Given entries:

________________

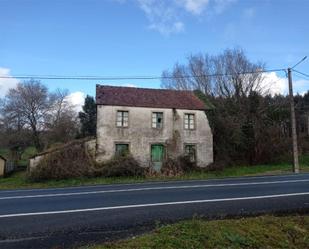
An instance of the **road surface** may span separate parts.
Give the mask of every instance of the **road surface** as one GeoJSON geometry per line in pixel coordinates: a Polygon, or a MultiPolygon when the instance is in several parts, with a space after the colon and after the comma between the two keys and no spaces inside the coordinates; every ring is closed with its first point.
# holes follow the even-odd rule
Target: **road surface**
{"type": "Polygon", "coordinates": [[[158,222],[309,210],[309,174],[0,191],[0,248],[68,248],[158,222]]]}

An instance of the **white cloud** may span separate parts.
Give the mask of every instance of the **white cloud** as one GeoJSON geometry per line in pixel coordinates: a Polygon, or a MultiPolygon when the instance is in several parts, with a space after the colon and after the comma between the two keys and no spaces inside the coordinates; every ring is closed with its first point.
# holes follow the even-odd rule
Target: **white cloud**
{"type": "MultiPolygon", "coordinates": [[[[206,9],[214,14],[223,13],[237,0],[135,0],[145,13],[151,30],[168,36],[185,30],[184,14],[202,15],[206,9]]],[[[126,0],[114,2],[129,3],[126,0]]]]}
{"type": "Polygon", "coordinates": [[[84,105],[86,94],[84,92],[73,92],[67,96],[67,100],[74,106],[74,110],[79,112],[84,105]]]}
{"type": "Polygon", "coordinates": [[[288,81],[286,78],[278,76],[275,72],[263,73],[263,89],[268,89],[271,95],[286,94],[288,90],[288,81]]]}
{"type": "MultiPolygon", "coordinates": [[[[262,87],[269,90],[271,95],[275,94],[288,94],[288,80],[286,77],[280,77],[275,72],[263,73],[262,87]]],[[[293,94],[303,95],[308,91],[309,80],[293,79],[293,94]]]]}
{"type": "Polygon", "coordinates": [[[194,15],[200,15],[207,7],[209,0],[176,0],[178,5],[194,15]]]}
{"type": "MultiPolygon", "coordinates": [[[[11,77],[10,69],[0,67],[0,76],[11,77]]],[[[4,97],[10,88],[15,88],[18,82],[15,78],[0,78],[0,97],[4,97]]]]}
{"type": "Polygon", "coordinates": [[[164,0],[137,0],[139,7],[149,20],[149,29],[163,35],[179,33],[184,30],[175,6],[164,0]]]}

________________

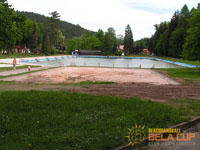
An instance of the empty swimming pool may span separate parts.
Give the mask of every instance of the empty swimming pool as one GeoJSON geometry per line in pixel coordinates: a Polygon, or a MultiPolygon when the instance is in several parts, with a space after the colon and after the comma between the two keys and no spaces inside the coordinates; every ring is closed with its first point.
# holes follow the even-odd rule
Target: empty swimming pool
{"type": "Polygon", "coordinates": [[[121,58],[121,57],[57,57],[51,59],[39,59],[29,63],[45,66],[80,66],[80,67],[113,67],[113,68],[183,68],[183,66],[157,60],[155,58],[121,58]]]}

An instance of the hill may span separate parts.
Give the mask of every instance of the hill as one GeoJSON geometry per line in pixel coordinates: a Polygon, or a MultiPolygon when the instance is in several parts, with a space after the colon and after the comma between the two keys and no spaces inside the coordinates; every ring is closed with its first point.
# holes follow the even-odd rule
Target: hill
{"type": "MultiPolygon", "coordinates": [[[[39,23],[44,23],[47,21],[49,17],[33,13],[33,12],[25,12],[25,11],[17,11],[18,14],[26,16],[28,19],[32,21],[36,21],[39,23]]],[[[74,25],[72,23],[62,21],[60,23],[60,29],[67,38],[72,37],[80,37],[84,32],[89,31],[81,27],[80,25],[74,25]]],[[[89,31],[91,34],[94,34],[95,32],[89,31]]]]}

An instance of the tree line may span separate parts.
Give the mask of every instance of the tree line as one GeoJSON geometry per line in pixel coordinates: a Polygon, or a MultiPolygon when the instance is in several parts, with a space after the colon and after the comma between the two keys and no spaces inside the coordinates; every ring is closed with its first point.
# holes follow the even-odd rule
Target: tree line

________________

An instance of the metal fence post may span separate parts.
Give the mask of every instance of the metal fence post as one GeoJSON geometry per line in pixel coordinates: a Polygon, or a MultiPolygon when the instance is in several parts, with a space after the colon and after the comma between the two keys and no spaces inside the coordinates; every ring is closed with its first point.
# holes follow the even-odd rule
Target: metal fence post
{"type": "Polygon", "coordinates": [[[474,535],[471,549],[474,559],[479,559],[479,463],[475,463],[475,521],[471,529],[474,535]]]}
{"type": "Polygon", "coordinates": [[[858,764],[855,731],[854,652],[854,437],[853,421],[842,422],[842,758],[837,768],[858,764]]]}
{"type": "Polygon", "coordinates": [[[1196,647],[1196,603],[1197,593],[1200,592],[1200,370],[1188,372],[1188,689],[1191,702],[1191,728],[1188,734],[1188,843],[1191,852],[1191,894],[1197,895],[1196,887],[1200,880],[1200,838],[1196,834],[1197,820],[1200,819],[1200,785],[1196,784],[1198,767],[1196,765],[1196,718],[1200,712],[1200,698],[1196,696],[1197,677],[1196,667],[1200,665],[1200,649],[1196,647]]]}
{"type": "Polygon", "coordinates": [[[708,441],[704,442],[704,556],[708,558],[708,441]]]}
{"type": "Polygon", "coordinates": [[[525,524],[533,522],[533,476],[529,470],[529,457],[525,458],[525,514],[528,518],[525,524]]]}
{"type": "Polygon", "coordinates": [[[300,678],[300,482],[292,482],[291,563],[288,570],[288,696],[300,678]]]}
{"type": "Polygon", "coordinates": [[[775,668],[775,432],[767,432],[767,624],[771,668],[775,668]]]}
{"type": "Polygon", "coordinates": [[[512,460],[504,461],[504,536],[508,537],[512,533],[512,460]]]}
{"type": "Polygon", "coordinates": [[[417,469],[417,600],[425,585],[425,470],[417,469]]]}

________________

I'd like the lines above from the one with "Target: hill" up to and including the one with "Target: tree line" copied exactly, with no other lines.

Target: hill
{"type": "MultiPolygon", "coordinates": [[[[39,23],[44,23],[47,21],[49,17],[33,13],[33,12],[25,12],[25,11],[17,11],[18,14],[26,16],[28,19],[32,21],[36,21],[39,23]]],[[[74,25],[72,23],[62,21],[60,23],[60,29],[67,38],[72,37],[80,37],[84,32],[89,31],[81,27],[80,25],[74,25]]],[[[89,31],[91,34],[94,34],[95,32],[89,31]]]]}

An instance of the tree line may span separate parts.
Give the mask of every instance of the tree line as one GeoJSON geometry per line in pixel coordinates: a Polygon, or a MultiPolygon when the instance is in several parts, with a space after the colon and after the comma between the two keys and no spaces inside the coordinates; every ring is closed with its first point.
# holes follow the even-odd rule
Target: tree line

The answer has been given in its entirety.